**Given request:** Rewrite the lines from the one containing "An instance of the street" down to the one containing "Target: street lamp post", putting "disjoint pieces" wherever "separate parts" appears and leaving everything else unchanged.

**Material shown:**

# # # # # # #

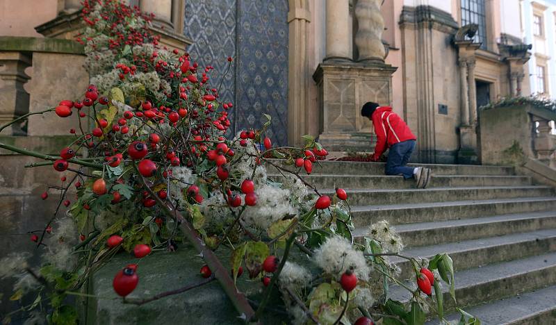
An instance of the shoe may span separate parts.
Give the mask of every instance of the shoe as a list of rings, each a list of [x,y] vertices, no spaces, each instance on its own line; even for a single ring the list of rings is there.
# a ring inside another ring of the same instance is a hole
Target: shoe
[[[414,174],[414,176],[415,177],[416,181],[417,181],[416,188],[422,188],[423,183],[425,181],[425,178],[423,177],[423,173],[425,172],[425,168],[423,167],[417,167],[417,172]]]
[[[429,182],[430,182],[430,177],[432,176],[432,172],[430,171],[430,168],[425,168],[426,172],[426,176],[423,175],[424,181],[423,183],[423,187],[421,188],[427,188],[427,186],[429,185]],[[425,173],[423,172],[423,174]]]

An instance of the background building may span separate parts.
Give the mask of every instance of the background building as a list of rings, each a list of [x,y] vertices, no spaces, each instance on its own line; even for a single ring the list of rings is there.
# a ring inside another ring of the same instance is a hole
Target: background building
[[[520,6],[524,40],[533,44],[531,93],[556,98],[556,1],[522,0]]]

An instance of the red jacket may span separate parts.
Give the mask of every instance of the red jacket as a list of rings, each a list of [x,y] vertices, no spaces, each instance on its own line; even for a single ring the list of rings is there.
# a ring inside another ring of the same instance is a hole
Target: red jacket
[[[416,140],[409,127],[398,114],[392,112],[390,106],[379,106],[371,116],[375,133],[377,133],[377,145],[375,158],[378,158],[387,147],[398,142]]]

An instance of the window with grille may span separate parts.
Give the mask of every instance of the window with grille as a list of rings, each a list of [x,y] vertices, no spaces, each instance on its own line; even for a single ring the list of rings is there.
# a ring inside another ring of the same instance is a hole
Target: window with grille
[[[544,80],[544,67],[542,65],[537,66],[537,92],[539,94],[544,94],[545,89],[545,80]]]
[[[543,35],[543,17],[538,15],[533,15],[533,34],[535,36]]]
[[[473,41],[481,43],[481,49],[486,49],[486,22],[484,15],[484,0],[461,1],[461,26],[477,24],[479,30]]]

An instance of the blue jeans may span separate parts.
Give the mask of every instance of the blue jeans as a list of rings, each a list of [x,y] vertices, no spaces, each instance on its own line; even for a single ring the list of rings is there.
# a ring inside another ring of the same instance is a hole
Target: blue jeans
[[[415,140],[407,140],[392,145],[388,153],[385,170],[386,175],[403,175],[405,179],[413,177],[414,168],[405,165],[414,149]]]

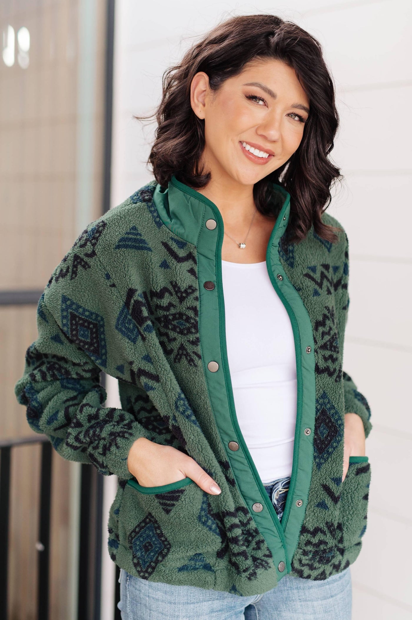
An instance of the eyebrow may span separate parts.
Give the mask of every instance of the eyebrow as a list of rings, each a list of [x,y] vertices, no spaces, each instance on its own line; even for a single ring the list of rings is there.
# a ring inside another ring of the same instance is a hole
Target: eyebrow
[[[269,88],[266,84],[262,84],[261,82],[247,82],[246,84],[243,84],[243,86],[257,86],[258,88],[261,88],[262,91],[264,91],[270,97],[271,97],[273,99],[276,99],[276,94],[273,92],[271,88]],[[291,108],[297,108],[298,110],[303,110],[304,112],[307,112],[307,114],[309,113],[309,108],[307,108],[305,105],[302,104],[292,104],[291,106]]]

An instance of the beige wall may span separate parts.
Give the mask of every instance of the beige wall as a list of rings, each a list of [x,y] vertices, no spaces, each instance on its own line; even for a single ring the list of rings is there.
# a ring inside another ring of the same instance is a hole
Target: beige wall
[[[25,27],[30,38],[28,65],[19,63],[17,40],[14,63],[0,57],[0,290],[42,290],[85,224],[102,212],[105,22],[105,2],[97,0],[0,2],[3,45],[8,25],[16,35]],[[0,306],[3,440],[36,435],[14,386],[37,334],[35,304]],[[37,618],[40,456],[39,446],[12,452],[13,620]],[[71,561],[77,504],[70,489],[77,466],[53,451],[50,618],[61,620],[69,620],[76,606]]]
[[[367,397],[372,482],[367,531],[352,568],[353,619],[406,620],[410,587],[412,427],[410,184],[412,89],[410,0],[199,0],[142,6],[118,0],[112,206],[152,178],[145,167],[163,71],[190,37],[224,15],[270,12],[297,22],[324,45],[336,83],[341,128],[333,153],[346,177],[330,213],[349,240],[351,305],[344,368]],[[116,398],[116,388],[112,391]]]

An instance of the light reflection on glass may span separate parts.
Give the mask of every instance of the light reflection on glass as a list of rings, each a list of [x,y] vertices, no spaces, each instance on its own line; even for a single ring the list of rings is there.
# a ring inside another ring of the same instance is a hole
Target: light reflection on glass
[[[14,29],[10,24],[3,30],[3,62],[6,67],[14,64]]]
[[[27,69],[30,62],[30,32],[25,26],[22,26],[17,30],[17,62],[22,69]]]

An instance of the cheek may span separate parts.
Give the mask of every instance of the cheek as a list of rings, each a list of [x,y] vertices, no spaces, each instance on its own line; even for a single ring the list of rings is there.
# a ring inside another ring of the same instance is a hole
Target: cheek
[[[288,126],[284,128],[282,142],[285,154],[287,153],[290,156],[297,149],[302,142],[303,133],[303,127],[300,123],[296,127]]]

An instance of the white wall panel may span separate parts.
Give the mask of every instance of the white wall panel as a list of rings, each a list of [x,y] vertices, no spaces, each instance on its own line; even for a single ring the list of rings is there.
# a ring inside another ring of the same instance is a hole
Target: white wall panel
[[[347,174],[328,213],[344,228],[349,258],[376,257],[397,268],[412,259],[410,174]],[[343,222],[344,221],[344,225]]]
[[[345,339],[343,368],[352,377],[359,392],[365,394],[370,407],[372,430],[367,440],[367,446],[372,440],[375,425],[387,431],[388,444],[391,433],[398,436],[403,435],[409,441],[412,436],[410,396],[412,352],[406,347],[402,350],[400,347],[379,346],[379,342],[362,343],[362,339],[359,340],[361,342],[357,342],[350,337]],[[410,459],[412,446],[410,443],[408,445]],[[403,472],[400,472],[400,475],[403,476]],[[393,509],[396,512],[397,505]]]

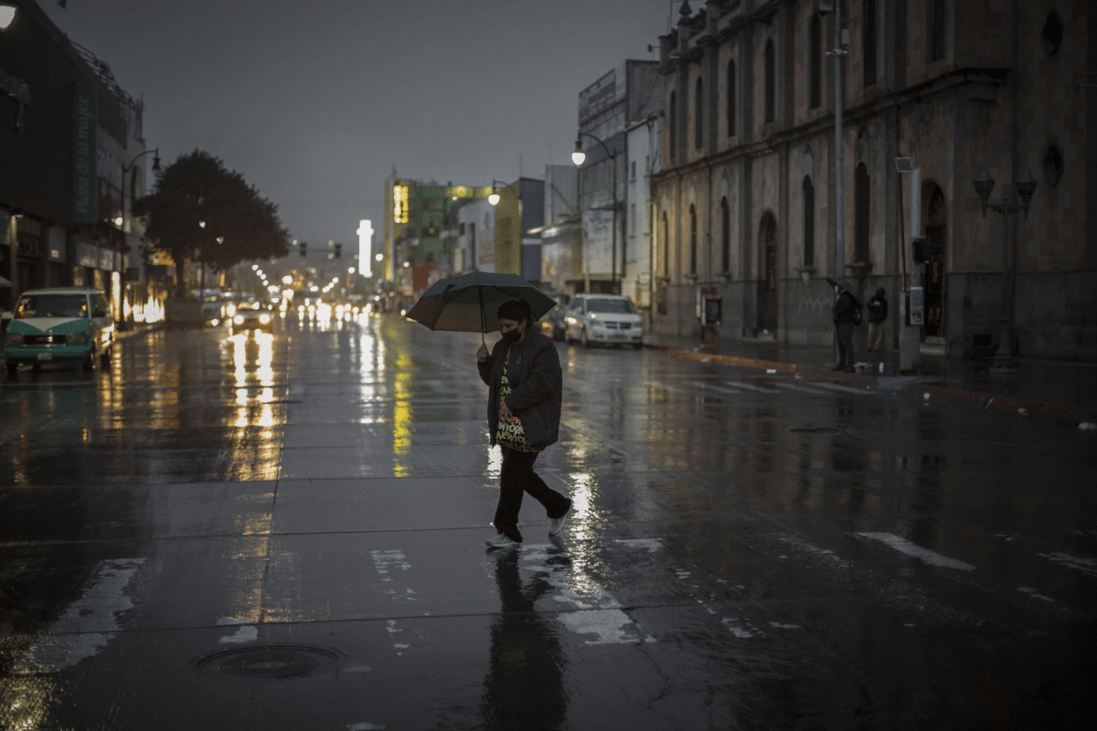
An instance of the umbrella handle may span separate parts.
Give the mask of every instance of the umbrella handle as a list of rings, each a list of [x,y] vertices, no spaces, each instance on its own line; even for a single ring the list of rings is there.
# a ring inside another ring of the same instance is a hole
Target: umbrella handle
[[[480,345],[487,347],[487,341],[484,339],[484,331],[487,330],[487,317],[484,315],[484,288],[476,287],[476,294],[480,300]]]

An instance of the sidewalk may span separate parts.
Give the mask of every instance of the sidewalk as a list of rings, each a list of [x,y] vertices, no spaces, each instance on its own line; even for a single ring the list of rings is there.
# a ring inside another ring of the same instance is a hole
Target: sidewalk
[[[773,341],[717,340],[704,345],[692,338],[647,333],[644,344],[668,355],[744,368],[795,373],[812,380],[863,386],[917,398],[1065,423],[1097,423],[1097,364],[1021,359],[1018,373],[997,375],[988,362],[921,356],[916,372],[900,374],[898,352],[857,353],[858,373],[832,370],[832,349],[801,347]],[[883,369],[881,370],[881,364]]]

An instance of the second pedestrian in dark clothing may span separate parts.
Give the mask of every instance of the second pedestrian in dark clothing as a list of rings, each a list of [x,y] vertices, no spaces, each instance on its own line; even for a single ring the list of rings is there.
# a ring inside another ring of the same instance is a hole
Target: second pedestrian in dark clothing
[[[525,301],[504,302],[497,318],[502,338],[490,354],[486,346],[479,346],[476,365],[480,379],[488,386],[491,445],[499,444],[502,449],[499,503],[495,511],[498,534],[487,545],[510,548],[522,542],[518,513],[524,493],[544,506],[550,535],[563,529],[572,501],[546,486],[533,471],[538,455],[559,435],[564,381],[556,345],[534,329]]]
[[[877,289],[872,299],[867,305],[869,309],[869,352],[881,351],[881,343],[884,338],[884,322],[887,321],[887,299],[884,297],[884,288]]]
[[[853,373],[853,328],[859,319],[858,304],[851,294],[835,285],[834,305],[830,307],[830,318],[838,335],[838,363],[835,370]]]

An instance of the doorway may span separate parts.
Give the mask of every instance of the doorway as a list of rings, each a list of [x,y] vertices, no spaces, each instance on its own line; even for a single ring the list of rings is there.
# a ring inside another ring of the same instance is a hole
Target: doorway
[[[929,209],[926,215],[926,338],[945,336],[945,194],[932,184],[928,191]]]
[[[758,261],[761,265],[761,286],[758,293],[759,330],[777,333],[777,219],[767,213],[758,229]]]

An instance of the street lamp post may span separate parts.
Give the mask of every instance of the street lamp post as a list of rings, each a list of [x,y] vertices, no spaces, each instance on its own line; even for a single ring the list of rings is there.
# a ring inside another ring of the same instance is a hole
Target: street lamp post
[[[1018,363],[1014,358],[1013,352],[1013,300],[1017,271],[1009,245],[1009,227],[1013,215],[1018,212],[1025,212],[1025,218],[1028,218],[1028,208],[1032,202],[1032,195],[1036,193],[1037,182],[1032,180],[1032,175],[1028,171],[1025,171],[1021,179],[1014,184],[1014,187],[1017,189],[1017,195],[1021,198],[1020,204],[1010,203],[1008,197],[1003,197],[1002,203],[989,202],[995,181],[986,168],[979,171],[979,175],[975,176],[972,184],[975,186],[975,192],[979,193],[979,202],[983,206],[983,218],[986,218],[987,208],[1002,214],[1002,318],[999,320],[1002,334],[998,338],[1000,343],[998,344],[998,352],[995,353],[994,361],[991,364],[991,370],[994,373],[1017,373]]]
[[[121,282],[120,282],[120,284],[121,284],[121,287],[122,287],[122,300],[123,301],[118,302],[118,306],[123,307],[122,325],[125,325],[125,327],[128,327],[128,323],[132,322],[132,320],[133,320],[133,307],[129,308],[128,312],[124,311],[125,310],[124,305],[125,305],[125,298],[126,298],[126,249],[128,248],[127,247],[127,241],[126,241],[126,173],[128,173],[131,170],[134,169],[134,165],[137,163],[137,160],[142,159],[143,157],[145,157],[149,152],[151,152],[154,155],[154,157],[152,157],[152,172],[154,173],[160,172],[160,148],[158,148],[158,147],[154,148],[151,150],[145,150],[144,152],[138,152],[137,155],[134,156],[134,159],[129,161],[129,164],[123,164],[122,165],[122,191],[121,191],[121,195],[120,195],[120,197],[122,199],[121,215],[118,216],[118,218],[115,221],[115,224],[118,225],[118,230],[122,231],[122,251],[120,252],[121,259],[122,259],[122,261],[121,261],[122,265],[121,265],[120,269],[122,270],[122,273],[121,273]],[[132,181],[131,181],[129,190],[131,190],[131,192],[133,192]]]
[[[612,227],[610,229],[610,241],[612,242],[611,243],[612,249],[611,249],[611,253],[610,253],[610,281],[612,283],[612,292],[615,295],[615,294],[618,294],[618,286],[617,286],[617,207],[618,207],[618,202],[617,202],[617,152],[610,152],[610,149],[608,147],[606,147],[606,142],[603,142],[602,140],[600,140],[598,137],[595,137],[593,135],[591,135],[589,133],[586,133],[586,132],[577,133],[576,134],[576,138],[575,138],[575,151],[572,152],[572,162],[575,163],[576,168],[580,167],[586,161],[586,159],[587,159],[587,153],[583,151],[583,137],[589,137],[590,139],[595,140],[596,142],[598,142],[599,145],[601,145],[602,146],[602,150],[606,151],[606,156],[609,157],[609,159],[613,162],[613,169],[612,169],[613,184],[612,184],[611,194],[610,194],[611,197],[613,198],[613,204],[612,204],[613,205],[613,224],[612,224]],[[624,220],[624,217],[622,217],[622,220]],[[580,225],[581,225],[581,221],[580,221]],[[622,236],[621,236],[621,248],[624,249],[624,235],[623,235],[623,232],[622,232]],[[586,241],[584,242],[584,252],[586,253]]]

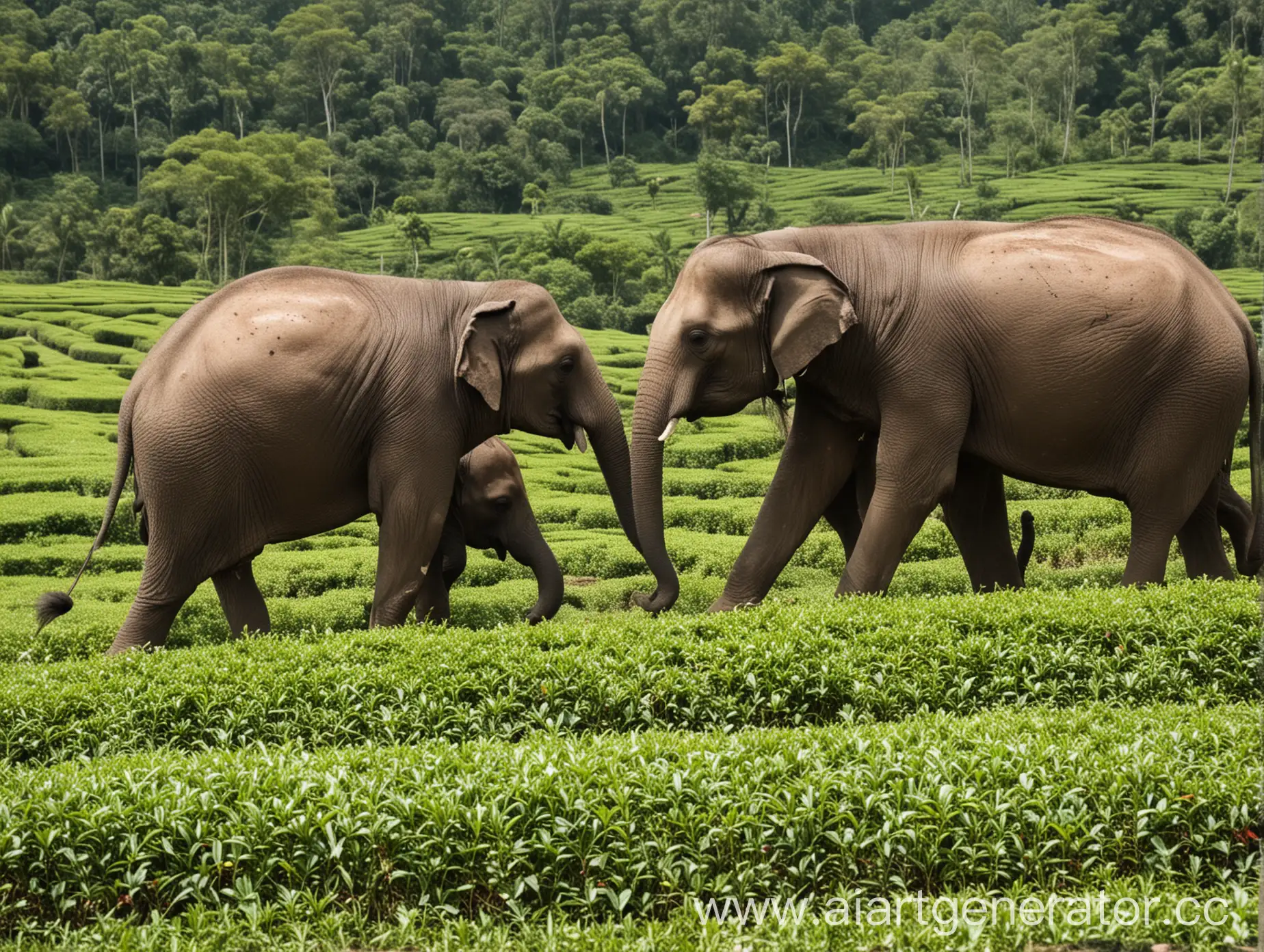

# # # # # # #

**Correct answer:**
An instance of the street lamp post may span disjoint pieces.
Give the mask of every instance of the street lamp post as a list of rings, each a list of [x,y] vertices, no spaces, each instance on its own line; even for a single ring the list of rings is there.
# a ring inside another ring of the same instance is a hole
Target: street lamp post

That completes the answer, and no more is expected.